--- START OF Listed entries ---
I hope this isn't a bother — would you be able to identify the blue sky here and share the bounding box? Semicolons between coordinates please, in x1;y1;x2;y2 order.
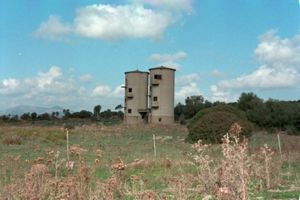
0;0;300;110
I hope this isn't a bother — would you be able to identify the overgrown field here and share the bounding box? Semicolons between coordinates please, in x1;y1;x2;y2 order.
0;124;300;200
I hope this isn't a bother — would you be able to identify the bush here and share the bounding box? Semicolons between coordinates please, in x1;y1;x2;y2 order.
3;135;22;145
186;105;252;143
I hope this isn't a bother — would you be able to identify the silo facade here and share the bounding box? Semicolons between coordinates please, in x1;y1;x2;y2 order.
124;70;149;124
149;67;176;124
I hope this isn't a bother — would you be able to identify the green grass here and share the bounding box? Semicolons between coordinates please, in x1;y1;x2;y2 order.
0;125;300;199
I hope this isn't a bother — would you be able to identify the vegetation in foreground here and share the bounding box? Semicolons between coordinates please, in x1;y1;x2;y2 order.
0;124;300;200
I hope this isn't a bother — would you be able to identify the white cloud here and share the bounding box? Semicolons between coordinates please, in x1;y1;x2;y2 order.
92;85;111;97
35;2;182;40
0;78;20;95
91;85;124;98
218;65;299;89
111;84;124;98
0;66;124;110
211;69;224;77
35;15;72;39
255;30;300;68
149;51;187;69
79;74;93;83
175;73;202;102
143;0;193;12
74;4;173;40
175;82;201;101
211;30;300;99
175;73;200;86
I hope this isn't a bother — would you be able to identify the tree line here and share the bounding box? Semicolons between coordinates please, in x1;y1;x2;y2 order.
174;92;300;135
0;105;124;121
--- END OF Listed entries ---
Task prompt: Reproduce all of the items above word for word, omitting the picture.

Reply:
I hope this isn't a bother — would you be able to identify the blue sky here and share the bounding box? Semicolons between coordinates please, in x1;y1;x2;y2 order.
0;0;300;110
I hope this isn't a bother — would you be able to identify the overgrown field here and share the bounding box? Semicolons between coordinates please, in x1;y1;x2;y2 order.
0;124;300;200
I hope this isn't a bother — would you be able to identify the bush here and share the bounding box? Semicolons between coordinates please, in x1;y1;x2;y2 order.
3;135;22;145
186;105;252;143
I hope this isn't a bother — would you be able to identify the silo facade here and share the bounding box? Semicolons between coordinates please, in x1;y1;x2;y2 order.
124;70;149;124
149;67;176;124
I hope this isn't a bother — would you be able to identify the green grass here and share the bounding box? Semicolons between coordinates please, in x1;y1;x2;y2 order.
0;125;300;199
I hope this isn't a bother — would you be able to identify the vegetation in foreground here and share the bounding box? Semicolons between coordinates please, in x1;y1;x2;y2 order.
0;124;300;200
I hope this isn't a bother — would you be able to identify the white cloud here and share the bounding box? Semicolons between coordinates please, in x1;y1;x2;y2 order.
92;85;111;97
35;2;182;40
0;78;20;95
91;85;124;98
218;65;299;89
111;84;124;98
0;66;124;110
211;69;224;77
35;15;72;39
255;30;300;68
149;51;187;69
79;74;93;83
175;73;202;102
143;0;193;12
74;4;173;40
175;82;201;101
211;30;300;99
175;73;200;86
I hope this isn't a bother — would you be able to identify the tree line here and share the bounding box? Semicolons between coordinates please, in x1;y1;x2;y2 order.
174;92;300;135
0;105;124;121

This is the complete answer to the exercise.